Work required — Reproduce word for word the lines of the items below, from the line containing "locate potted plant." through the line containing "[111,262,191,305]", both included.

## START Records shown

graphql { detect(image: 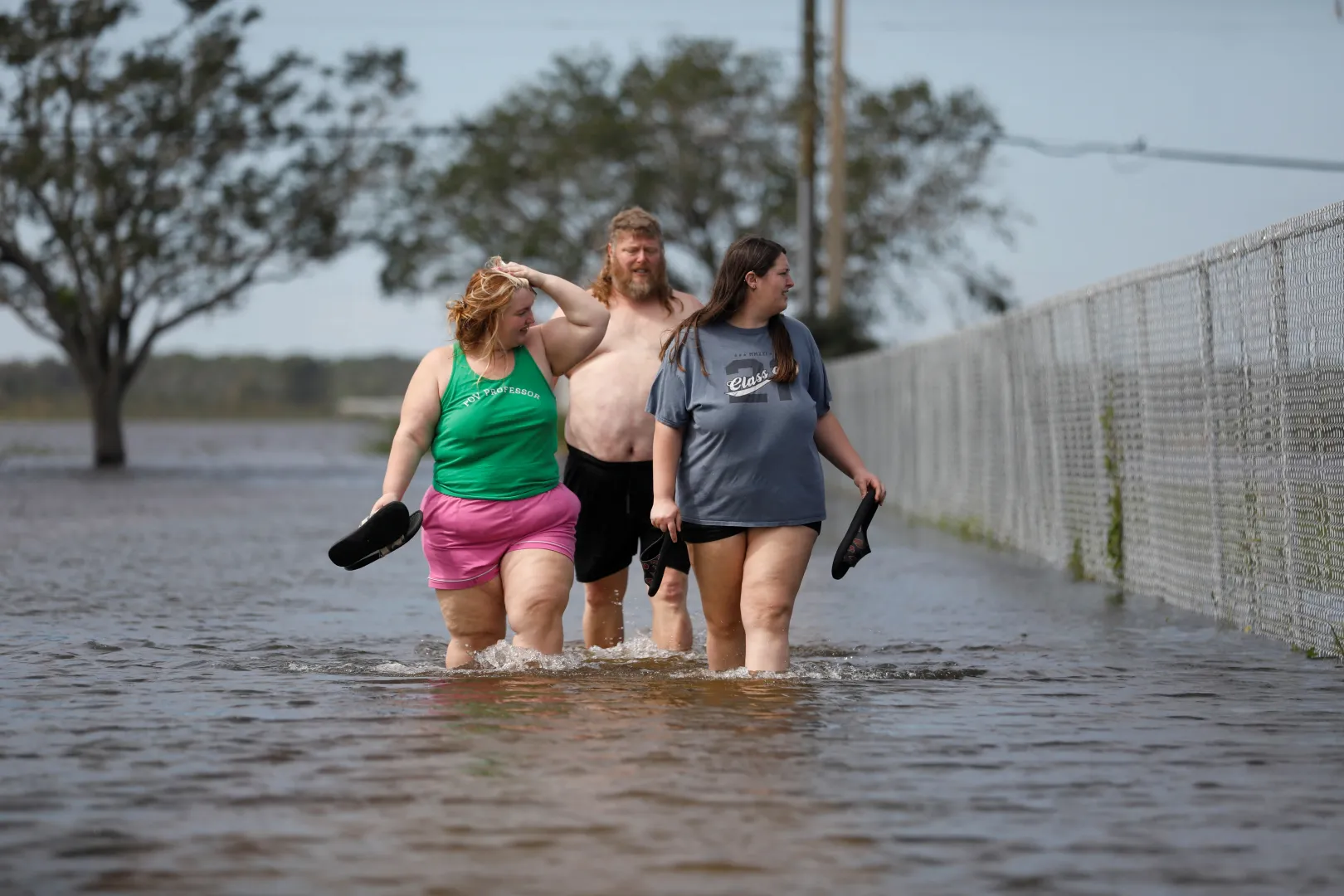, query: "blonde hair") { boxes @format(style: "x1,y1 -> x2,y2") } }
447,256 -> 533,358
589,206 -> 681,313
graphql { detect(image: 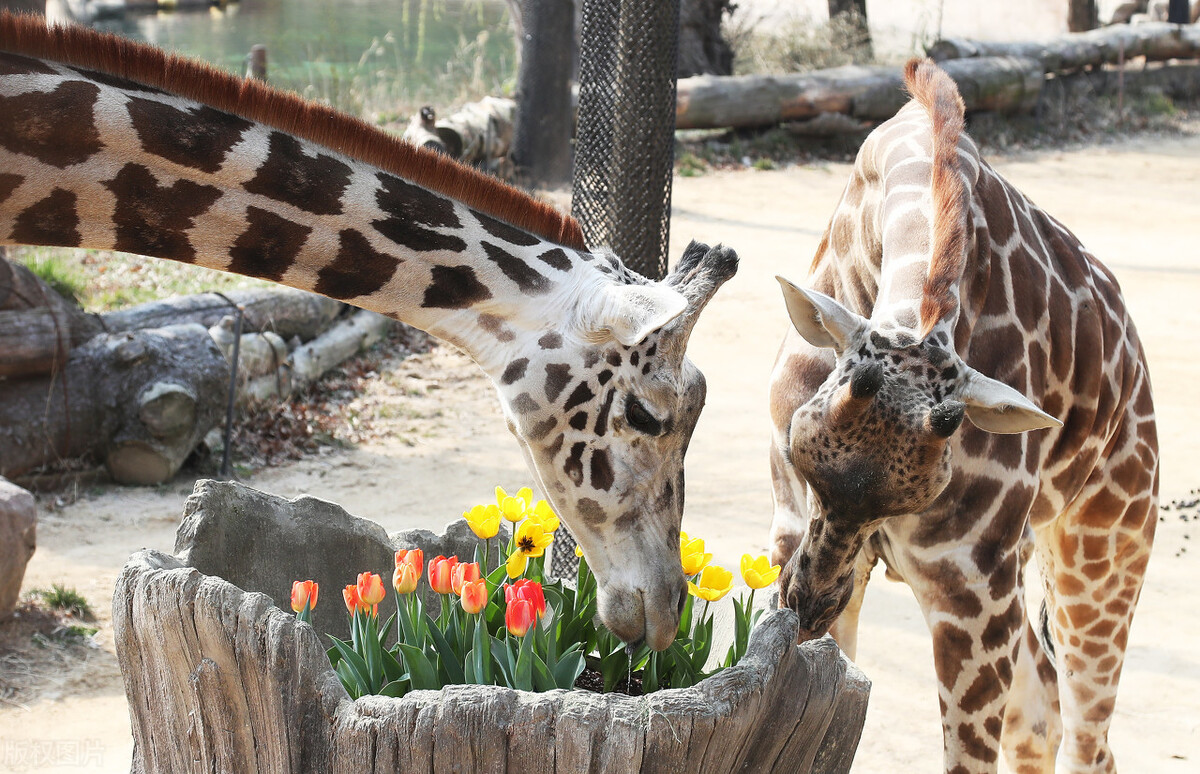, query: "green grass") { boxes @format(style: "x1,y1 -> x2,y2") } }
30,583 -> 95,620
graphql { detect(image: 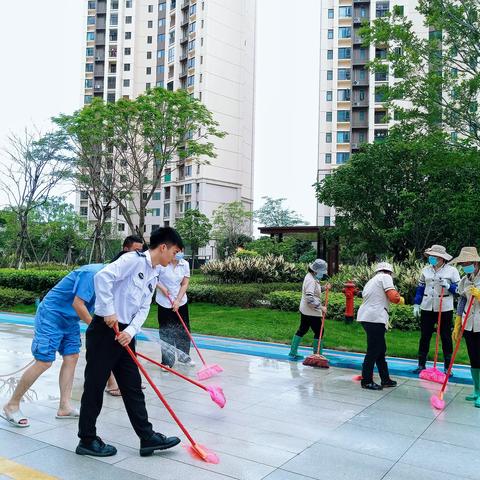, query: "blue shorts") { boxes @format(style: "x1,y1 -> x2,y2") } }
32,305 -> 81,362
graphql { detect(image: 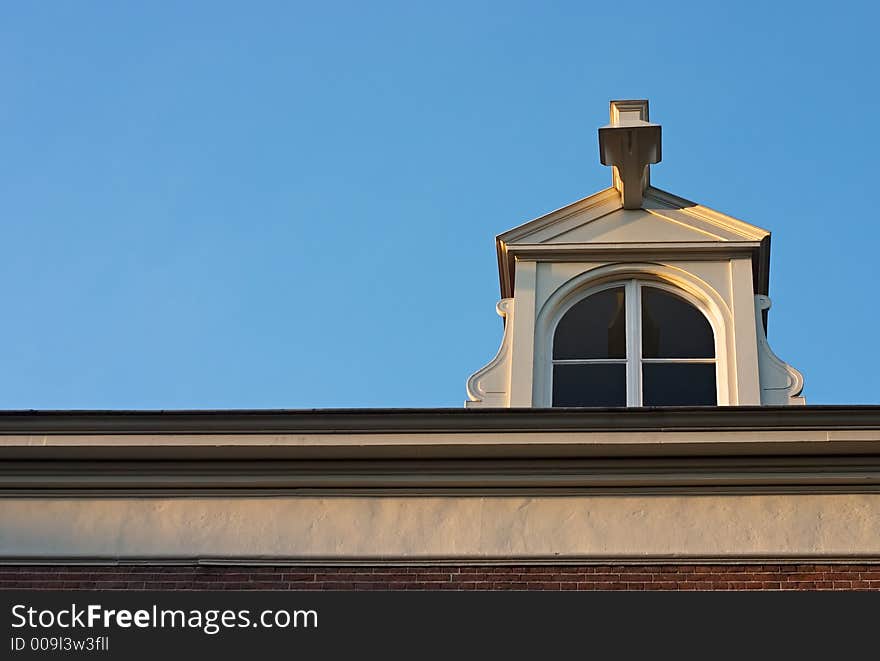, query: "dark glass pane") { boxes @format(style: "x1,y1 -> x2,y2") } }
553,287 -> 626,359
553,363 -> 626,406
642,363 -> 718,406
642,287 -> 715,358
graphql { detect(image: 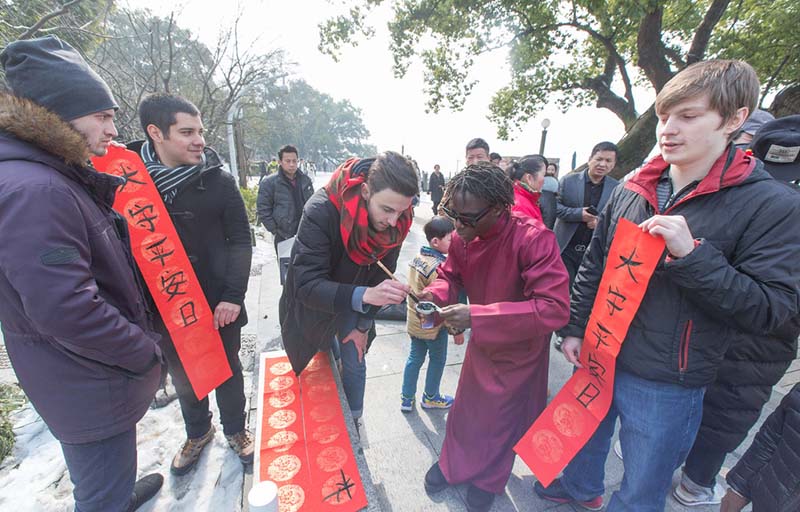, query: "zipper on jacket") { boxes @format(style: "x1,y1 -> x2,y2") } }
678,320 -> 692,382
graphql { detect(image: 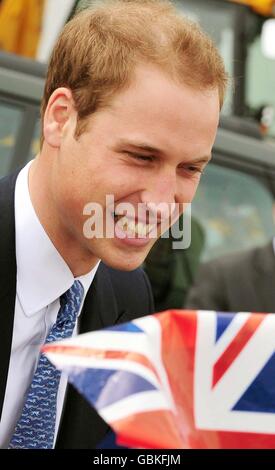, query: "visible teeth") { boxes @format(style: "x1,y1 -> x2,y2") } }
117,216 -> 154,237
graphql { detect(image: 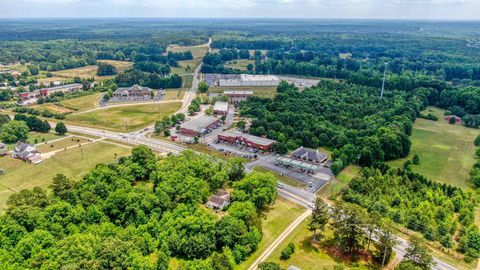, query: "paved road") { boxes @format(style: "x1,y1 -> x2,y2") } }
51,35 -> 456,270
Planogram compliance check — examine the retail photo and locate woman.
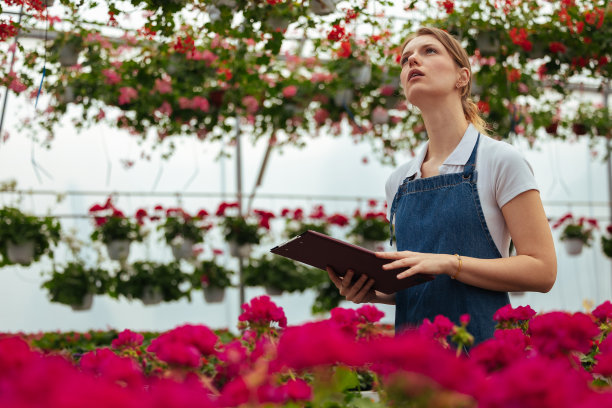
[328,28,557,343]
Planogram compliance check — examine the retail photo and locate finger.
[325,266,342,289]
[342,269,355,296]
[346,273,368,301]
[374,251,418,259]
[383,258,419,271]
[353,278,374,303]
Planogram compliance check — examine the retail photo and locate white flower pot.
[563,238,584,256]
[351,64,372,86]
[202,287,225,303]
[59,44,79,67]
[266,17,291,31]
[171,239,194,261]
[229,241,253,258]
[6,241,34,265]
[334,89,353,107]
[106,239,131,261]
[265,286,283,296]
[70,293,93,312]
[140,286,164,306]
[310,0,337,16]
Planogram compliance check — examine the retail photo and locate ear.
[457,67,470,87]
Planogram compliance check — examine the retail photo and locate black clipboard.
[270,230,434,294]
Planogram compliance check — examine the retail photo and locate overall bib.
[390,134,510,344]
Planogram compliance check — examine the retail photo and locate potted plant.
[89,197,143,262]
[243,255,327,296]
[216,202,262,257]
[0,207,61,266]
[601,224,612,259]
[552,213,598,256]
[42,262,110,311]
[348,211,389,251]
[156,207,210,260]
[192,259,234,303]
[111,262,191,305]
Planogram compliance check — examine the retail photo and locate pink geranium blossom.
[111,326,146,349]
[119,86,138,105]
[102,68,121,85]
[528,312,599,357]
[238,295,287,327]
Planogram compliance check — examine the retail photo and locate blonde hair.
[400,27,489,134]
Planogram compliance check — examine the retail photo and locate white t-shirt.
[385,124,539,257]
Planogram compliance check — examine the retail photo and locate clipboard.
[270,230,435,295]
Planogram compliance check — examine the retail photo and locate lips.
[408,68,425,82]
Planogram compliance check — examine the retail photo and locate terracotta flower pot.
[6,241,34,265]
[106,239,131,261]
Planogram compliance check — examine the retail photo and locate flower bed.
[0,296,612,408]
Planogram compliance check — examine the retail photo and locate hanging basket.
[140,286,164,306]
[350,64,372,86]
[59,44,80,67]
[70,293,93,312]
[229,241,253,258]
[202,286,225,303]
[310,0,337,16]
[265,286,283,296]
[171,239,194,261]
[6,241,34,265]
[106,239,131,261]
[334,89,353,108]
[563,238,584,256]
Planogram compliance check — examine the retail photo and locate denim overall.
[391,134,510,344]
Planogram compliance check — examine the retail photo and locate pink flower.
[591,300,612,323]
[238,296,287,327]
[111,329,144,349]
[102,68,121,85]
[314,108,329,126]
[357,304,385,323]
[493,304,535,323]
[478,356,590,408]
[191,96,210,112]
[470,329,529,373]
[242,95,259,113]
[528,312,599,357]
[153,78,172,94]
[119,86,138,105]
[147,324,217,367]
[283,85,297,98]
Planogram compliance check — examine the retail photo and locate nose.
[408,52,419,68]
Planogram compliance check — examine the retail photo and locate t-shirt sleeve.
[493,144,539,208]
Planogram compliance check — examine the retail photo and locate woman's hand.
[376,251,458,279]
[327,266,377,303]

## END Records shown

Answer to this exercise —
Planogram compliance check — examine the retail photo and locate potted plant.
[89,197,143,262]
[243,255,327,296]
[216,202,262,257]
[0,207,61,266]
[601,224,612,259]
[552,213,598,256]
[42,262,110,311]
[348,211,389,251]
[156,207,210,260]
[192,259,234,303]
[111,262,191,305]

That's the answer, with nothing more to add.